* [WORK INSTRUCTION]:
The "Each instance of the potted" line through the end of the listing below is what to set down, word for word, and nothing else.

↓↓↓

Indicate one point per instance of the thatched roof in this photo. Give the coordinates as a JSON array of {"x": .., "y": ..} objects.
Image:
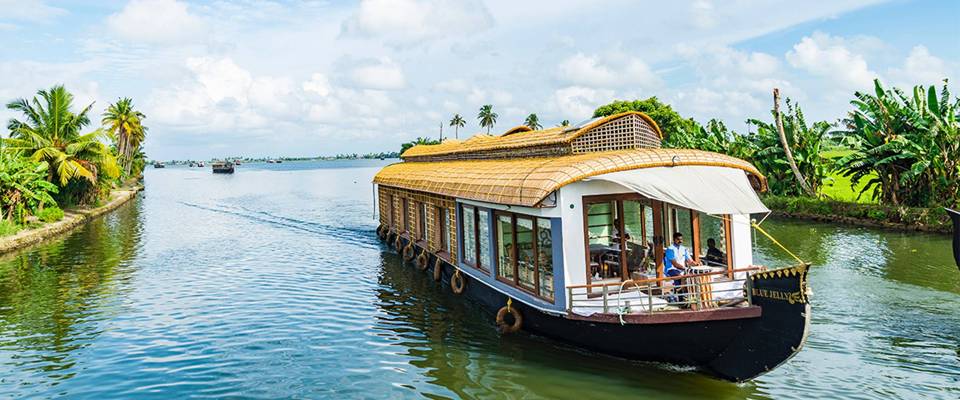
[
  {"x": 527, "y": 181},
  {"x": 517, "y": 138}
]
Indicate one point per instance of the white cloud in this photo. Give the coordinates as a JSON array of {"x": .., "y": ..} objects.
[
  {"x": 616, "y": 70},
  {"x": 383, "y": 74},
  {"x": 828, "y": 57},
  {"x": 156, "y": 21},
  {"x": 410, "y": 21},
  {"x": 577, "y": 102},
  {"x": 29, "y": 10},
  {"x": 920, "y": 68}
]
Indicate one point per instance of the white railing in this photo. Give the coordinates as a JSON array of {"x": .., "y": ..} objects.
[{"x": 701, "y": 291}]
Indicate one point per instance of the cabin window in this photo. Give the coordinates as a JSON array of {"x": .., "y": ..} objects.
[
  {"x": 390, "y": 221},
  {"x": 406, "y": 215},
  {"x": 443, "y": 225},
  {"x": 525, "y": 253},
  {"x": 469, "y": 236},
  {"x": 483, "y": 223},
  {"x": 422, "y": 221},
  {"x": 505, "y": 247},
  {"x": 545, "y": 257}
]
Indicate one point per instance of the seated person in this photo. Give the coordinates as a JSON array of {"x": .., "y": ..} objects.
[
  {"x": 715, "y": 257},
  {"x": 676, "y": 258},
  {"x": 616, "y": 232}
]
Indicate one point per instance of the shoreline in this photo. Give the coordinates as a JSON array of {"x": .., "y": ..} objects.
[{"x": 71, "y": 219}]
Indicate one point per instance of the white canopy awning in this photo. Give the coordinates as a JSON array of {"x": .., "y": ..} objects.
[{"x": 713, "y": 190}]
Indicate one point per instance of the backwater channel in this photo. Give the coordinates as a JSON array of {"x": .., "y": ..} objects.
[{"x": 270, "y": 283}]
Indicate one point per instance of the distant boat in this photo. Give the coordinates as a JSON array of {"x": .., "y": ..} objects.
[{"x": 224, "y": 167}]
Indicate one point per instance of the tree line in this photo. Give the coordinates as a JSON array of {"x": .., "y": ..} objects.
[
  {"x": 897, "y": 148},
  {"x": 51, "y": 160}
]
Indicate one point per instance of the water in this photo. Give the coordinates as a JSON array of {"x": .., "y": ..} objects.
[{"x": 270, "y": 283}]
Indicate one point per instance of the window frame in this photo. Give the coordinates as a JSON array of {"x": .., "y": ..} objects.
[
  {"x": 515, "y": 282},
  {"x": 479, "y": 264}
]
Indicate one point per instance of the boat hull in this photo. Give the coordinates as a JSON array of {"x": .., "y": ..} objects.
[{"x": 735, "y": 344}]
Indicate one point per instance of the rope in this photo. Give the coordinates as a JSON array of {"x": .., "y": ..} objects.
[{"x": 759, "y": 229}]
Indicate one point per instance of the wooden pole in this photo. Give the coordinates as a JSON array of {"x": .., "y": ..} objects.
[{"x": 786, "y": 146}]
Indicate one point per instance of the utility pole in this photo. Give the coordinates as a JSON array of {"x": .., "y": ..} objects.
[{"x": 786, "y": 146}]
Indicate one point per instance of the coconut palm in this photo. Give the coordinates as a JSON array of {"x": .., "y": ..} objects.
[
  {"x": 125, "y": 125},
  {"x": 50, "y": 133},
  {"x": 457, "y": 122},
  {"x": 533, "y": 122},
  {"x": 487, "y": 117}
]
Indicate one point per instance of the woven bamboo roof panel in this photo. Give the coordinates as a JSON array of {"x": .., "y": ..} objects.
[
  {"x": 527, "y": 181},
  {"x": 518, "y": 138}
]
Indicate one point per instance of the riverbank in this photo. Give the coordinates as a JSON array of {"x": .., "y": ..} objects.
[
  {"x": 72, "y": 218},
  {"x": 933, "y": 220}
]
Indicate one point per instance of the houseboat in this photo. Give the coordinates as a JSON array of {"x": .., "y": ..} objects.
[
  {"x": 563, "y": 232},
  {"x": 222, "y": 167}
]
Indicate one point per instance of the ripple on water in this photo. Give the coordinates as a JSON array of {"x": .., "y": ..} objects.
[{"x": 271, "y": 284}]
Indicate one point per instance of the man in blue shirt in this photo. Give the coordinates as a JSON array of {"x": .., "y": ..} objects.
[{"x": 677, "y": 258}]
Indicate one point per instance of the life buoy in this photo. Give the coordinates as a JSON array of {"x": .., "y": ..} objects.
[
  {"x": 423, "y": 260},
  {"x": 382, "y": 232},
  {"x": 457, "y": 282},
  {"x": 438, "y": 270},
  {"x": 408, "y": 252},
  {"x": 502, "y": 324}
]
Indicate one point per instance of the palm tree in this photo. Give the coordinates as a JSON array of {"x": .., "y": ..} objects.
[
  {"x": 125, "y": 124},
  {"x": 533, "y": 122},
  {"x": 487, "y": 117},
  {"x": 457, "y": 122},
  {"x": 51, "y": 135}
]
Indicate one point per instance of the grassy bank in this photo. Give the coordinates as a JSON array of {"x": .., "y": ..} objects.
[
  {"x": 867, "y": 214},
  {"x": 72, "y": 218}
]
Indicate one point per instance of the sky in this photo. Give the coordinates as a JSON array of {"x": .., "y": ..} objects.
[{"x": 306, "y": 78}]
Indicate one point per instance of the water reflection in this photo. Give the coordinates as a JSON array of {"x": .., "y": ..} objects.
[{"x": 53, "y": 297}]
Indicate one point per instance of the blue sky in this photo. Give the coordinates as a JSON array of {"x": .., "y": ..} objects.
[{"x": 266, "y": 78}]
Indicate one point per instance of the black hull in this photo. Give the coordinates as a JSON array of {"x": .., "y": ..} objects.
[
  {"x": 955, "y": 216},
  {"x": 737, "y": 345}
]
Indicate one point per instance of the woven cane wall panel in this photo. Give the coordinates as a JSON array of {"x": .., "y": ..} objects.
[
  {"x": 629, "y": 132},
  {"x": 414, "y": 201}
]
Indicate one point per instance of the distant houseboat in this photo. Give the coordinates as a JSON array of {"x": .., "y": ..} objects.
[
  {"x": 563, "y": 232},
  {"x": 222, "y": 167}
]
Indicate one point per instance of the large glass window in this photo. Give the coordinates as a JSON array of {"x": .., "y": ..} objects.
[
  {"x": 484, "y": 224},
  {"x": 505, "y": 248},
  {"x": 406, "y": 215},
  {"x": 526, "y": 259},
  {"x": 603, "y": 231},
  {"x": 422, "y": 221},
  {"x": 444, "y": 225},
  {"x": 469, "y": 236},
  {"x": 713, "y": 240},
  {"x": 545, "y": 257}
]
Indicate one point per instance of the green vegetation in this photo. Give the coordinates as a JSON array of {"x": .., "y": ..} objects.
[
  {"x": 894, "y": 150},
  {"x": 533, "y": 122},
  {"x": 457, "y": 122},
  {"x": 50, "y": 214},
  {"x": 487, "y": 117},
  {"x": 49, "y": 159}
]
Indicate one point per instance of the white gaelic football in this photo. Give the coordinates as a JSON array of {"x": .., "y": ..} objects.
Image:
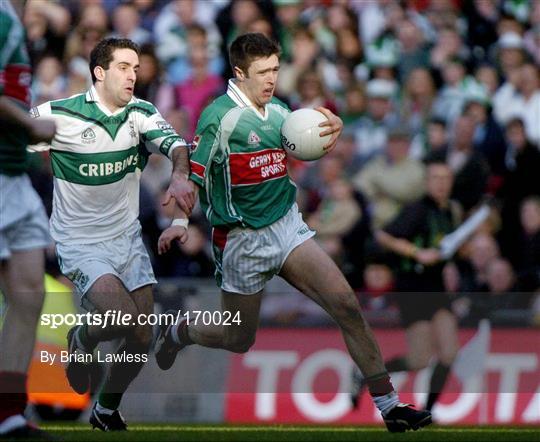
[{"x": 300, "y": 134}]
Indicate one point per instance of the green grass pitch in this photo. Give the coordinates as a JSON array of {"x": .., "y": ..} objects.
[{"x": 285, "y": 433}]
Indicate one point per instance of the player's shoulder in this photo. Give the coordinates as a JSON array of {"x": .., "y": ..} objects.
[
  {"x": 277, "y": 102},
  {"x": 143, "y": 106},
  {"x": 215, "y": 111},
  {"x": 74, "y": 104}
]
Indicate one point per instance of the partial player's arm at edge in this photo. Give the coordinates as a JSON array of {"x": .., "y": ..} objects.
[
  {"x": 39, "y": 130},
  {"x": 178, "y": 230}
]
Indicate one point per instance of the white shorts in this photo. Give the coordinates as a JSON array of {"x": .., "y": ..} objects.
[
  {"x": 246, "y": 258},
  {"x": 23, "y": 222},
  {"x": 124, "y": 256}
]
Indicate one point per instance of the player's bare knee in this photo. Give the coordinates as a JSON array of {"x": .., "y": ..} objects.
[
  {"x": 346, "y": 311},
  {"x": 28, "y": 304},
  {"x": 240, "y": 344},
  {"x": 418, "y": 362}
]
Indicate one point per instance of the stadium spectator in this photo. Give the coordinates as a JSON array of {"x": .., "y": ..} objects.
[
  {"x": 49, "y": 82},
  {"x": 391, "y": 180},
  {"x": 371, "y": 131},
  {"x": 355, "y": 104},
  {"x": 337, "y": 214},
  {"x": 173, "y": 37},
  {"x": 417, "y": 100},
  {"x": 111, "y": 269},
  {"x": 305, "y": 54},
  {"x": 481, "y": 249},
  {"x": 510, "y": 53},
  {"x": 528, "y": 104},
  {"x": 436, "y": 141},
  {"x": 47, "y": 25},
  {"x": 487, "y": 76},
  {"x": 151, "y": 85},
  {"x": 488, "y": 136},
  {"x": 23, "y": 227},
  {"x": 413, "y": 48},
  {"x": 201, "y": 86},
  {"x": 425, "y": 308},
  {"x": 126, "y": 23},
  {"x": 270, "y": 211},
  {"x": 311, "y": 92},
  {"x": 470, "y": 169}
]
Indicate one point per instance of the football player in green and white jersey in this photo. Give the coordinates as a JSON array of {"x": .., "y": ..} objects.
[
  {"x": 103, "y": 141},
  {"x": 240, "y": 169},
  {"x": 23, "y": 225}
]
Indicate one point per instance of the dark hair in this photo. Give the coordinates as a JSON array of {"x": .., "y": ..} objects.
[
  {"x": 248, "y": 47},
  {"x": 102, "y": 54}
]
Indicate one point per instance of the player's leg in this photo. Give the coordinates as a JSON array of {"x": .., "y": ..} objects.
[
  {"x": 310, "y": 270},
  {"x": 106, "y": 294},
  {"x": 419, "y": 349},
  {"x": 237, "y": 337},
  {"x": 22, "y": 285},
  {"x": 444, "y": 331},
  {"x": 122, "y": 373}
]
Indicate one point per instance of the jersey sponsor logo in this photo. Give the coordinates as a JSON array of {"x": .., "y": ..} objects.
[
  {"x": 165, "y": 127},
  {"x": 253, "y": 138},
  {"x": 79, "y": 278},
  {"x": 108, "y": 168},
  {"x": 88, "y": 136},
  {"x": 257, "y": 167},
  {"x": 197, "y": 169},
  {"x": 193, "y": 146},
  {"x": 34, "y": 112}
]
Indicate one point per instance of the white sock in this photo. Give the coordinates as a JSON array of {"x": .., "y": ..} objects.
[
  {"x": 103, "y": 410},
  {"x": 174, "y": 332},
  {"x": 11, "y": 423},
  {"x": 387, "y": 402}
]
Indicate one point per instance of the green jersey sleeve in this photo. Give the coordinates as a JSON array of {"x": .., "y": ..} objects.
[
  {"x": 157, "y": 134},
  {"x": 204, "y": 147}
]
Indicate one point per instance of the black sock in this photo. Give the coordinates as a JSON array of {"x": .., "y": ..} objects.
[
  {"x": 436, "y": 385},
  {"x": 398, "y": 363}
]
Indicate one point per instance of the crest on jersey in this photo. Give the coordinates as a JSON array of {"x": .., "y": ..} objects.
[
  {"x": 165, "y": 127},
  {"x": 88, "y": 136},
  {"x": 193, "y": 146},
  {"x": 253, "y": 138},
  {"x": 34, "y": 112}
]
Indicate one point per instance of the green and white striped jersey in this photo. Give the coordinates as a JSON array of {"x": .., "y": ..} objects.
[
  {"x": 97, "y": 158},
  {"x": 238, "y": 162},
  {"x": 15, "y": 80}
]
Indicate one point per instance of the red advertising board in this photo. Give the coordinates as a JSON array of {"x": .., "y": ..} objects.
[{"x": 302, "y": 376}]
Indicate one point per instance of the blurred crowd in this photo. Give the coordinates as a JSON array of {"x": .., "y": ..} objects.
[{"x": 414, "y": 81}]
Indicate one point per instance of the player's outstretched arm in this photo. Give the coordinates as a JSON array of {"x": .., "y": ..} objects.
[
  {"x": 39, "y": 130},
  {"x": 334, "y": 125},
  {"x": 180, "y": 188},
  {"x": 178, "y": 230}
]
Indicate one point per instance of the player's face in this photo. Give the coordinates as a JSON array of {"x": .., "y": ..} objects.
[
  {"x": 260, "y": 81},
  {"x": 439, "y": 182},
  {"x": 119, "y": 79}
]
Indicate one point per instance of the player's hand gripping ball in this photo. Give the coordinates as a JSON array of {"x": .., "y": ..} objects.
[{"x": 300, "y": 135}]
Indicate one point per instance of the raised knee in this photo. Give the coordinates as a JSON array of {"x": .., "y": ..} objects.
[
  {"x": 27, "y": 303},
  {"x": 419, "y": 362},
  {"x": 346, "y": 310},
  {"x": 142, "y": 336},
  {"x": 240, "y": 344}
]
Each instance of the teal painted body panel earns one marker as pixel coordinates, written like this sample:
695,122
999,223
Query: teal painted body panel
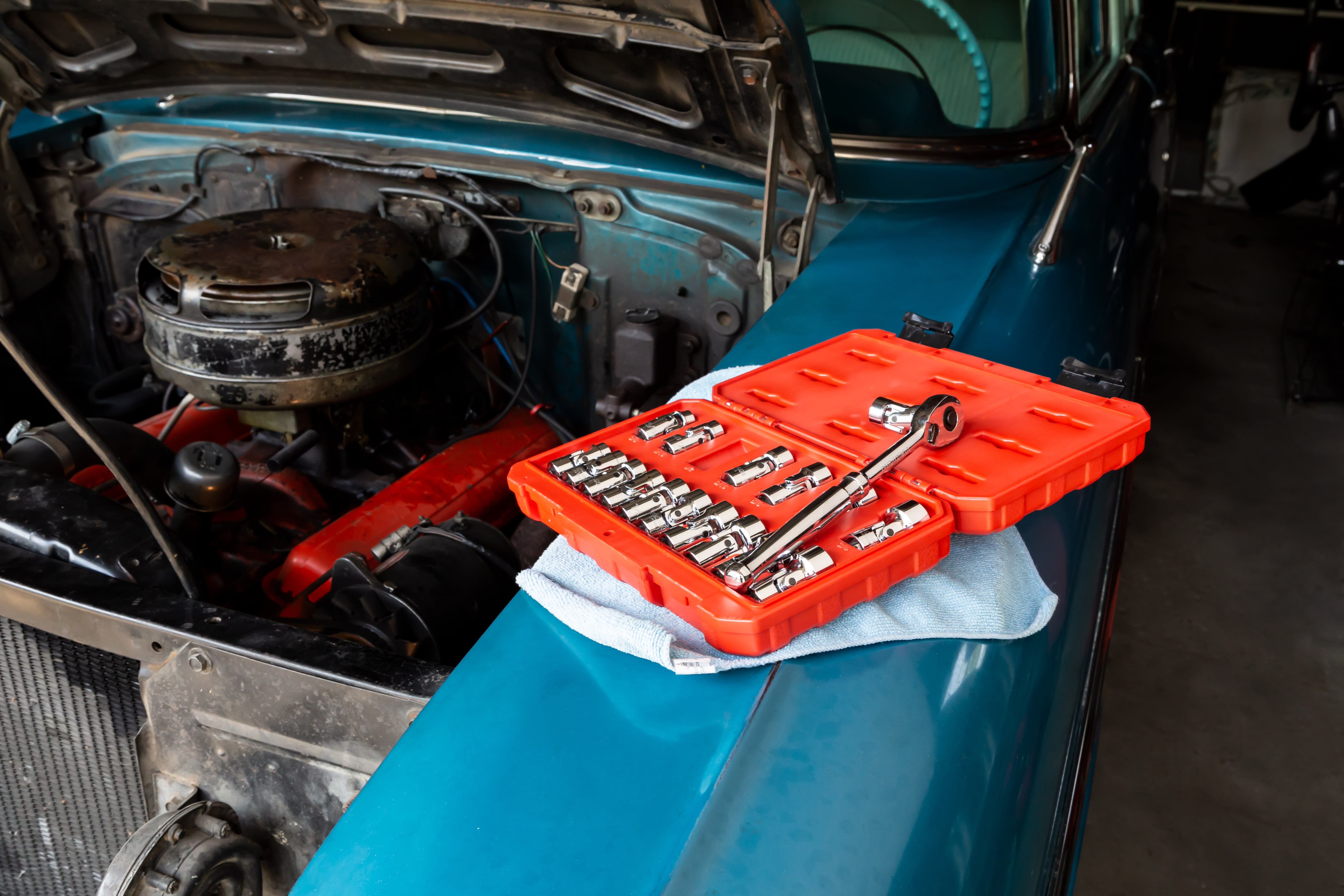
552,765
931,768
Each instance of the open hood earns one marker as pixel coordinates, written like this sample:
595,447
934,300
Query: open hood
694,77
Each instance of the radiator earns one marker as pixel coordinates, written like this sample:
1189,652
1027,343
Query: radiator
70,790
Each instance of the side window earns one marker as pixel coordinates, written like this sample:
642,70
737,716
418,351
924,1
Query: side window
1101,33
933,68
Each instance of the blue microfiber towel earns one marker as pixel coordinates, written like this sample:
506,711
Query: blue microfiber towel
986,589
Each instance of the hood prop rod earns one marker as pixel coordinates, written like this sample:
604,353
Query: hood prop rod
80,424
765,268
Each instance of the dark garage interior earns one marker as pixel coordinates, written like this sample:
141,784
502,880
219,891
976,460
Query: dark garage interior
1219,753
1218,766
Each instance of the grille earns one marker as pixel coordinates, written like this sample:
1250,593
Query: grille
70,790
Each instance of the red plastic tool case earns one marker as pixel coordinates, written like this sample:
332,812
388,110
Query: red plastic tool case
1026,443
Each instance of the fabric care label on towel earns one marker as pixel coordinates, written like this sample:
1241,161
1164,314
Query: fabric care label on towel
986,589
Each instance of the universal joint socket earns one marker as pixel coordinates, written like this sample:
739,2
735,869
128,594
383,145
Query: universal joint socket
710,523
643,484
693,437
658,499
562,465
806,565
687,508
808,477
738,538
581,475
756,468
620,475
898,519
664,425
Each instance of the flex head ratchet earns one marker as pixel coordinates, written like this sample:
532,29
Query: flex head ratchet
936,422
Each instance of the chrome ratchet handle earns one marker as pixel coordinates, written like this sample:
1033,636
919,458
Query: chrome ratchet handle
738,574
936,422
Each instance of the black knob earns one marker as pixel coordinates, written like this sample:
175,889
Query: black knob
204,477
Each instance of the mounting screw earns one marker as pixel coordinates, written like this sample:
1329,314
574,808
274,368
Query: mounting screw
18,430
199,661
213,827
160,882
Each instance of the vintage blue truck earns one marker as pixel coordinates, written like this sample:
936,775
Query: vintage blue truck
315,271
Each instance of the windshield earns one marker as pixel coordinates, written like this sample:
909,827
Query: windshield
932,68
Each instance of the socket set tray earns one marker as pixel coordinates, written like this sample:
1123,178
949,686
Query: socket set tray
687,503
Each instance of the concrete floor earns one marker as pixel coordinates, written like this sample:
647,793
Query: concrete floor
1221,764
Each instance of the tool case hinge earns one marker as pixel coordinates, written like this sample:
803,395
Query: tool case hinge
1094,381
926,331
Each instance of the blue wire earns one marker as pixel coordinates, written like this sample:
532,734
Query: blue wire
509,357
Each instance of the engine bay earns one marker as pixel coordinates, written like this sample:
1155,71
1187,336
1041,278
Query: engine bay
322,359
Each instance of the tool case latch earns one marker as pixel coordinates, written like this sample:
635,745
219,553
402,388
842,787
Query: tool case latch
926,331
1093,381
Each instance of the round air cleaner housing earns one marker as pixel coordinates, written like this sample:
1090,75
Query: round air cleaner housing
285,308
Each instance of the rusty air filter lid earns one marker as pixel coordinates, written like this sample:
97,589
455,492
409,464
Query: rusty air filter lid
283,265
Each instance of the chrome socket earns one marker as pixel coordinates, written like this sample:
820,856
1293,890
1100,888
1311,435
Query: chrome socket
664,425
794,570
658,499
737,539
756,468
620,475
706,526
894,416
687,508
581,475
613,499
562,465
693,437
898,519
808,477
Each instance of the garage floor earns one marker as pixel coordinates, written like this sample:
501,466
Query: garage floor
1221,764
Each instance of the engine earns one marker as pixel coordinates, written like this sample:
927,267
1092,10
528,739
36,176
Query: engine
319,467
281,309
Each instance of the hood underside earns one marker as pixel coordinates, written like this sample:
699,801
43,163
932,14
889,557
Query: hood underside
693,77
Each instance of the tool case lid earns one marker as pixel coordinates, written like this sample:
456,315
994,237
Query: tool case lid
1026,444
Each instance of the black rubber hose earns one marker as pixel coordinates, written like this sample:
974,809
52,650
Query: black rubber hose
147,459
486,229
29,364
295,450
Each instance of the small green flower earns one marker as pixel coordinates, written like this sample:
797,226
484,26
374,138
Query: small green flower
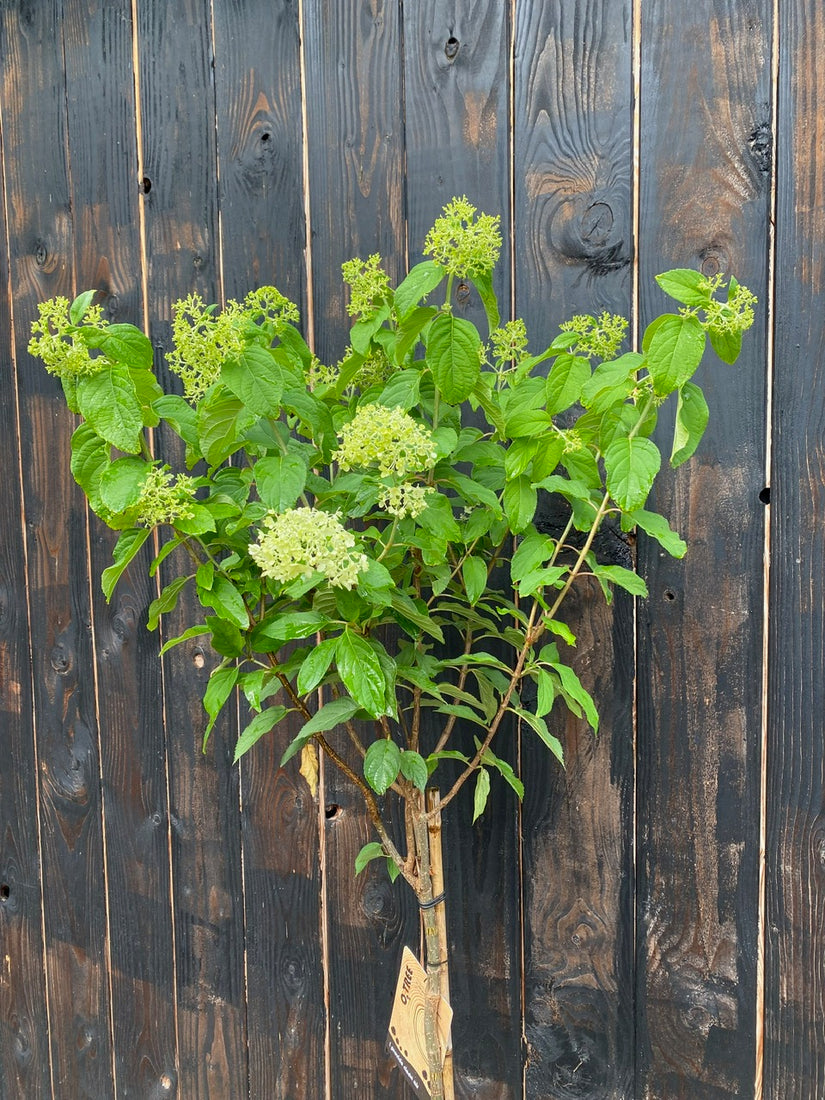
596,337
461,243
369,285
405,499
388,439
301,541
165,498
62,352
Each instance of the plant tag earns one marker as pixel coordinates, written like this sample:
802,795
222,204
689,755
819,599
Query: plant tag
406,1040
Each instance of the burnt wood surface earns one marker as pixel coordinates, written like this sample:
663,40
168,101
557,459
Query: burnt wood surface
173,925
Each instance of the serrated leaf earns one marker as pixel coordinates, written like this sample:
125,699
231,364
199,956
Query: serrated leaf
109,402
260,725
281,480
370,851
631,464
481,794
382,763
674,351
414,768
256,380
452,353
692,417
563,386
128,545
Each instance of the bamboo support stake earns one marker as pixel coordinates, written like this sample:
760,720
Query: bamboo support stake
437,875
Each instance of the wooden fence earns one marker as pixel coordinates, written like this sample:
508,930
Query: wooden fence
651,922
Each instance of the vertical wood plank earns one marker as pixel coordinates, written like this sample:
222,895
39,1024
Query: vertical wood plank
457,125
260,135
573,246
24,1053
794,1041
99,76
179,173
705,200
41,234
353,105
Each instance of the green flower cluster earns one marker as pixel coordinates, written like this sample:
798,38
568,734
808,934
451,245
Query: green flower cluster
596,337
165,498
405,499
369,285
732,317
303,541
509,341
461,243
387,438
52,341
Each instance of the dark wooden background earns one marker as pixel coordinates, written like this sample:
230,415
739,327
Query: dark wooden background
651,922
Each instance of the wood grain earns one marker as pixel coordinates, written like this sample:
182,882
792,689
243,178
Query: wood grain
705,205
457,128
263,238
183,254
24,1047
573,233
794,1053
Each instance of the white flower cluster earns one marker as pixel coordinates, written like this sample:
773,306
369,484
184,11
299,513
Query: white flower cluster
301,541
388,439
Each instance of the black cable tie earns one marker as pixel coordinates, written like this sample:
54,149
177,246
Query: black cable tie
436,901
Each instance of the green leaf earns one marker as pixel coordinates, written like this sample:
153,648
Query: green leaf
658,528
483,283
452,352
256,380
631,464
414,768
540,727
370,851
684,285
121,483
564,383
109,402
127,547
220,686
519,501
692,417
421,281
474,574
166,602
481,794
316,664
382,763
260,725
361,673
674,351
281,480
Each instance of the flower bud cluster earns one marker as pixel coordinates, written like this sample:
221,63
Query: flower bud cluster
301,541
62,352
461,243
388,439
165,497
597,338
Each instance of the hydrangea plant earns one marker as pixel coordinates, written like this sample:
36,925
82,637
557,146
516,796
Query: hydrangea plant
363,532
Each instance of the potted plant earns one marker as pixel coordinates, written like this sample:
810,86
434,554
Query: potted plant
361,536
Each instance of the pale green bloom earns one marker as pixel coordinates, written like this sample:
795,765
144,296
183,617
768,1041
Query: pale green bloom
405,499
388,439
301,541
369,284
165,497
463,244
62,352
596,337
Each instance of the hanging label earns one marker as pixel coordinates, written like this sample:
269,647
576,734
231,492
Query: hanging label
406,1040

↑↑↑

* [EXERCISE OUTPUT]:
Each instance of the potted plant earns one marker as pixel coordinates, written like this sample:
810,86
434,554
Query: potted plant
361,536
Each instance of the pale green bloom earns one marker as pixel coordinates, written like this sample:
795,765
144,296
183,617
768,1041
Query: pale green bloom
405,499
388,439
301,541
369,284
165,497
463,244
62,352
596,337
Each instance of the hanging label earns one marker as pixel coordinates, written like this sample:
269,647
576,734
231,492
Query: hanging label
406,1040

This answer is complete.